Dataset records -
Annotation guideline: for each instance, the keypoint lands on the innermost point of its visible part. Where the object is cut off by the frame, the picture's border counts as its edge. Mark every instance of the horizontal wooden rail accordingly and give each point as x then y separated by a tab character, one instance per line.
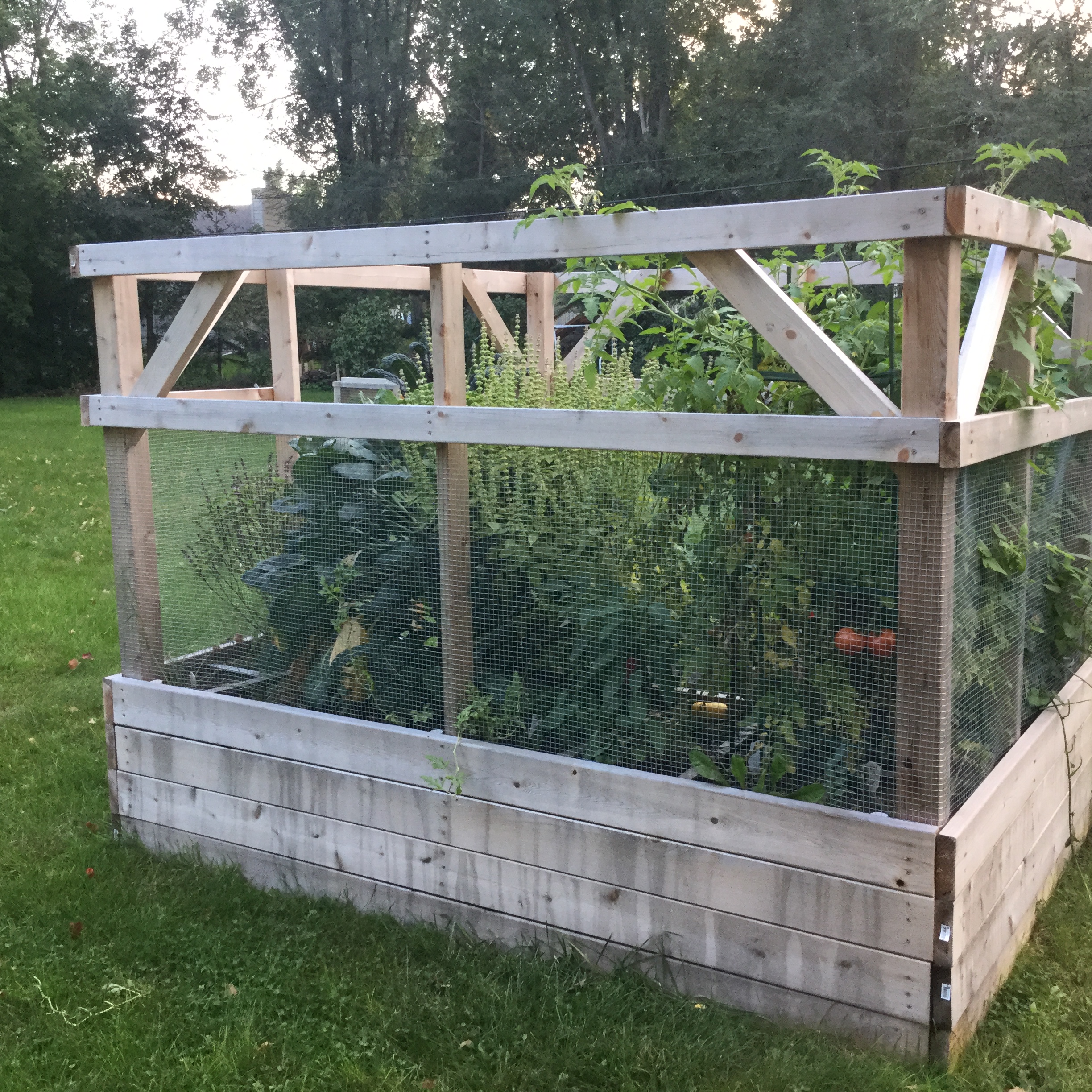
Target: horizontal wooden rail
896	215
397	278
891	439
991	435
228	393
883	439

Objective - Print every line of the entries above verbatim, leaving out the pictures.

Completed exercise -
Annotation guideline: for each instance, the keypoint lands on the innermost point of its visible part. Where the object is cut off by the frame, the picture's border counts as its edge. Mark every instance of the horizontal wooden rail accordingly and give each point as x then y separated by a tab character, one instance per line.
Target: horizontal wooden rail
896	215
397	278
891	439
991	435
228	393
883	439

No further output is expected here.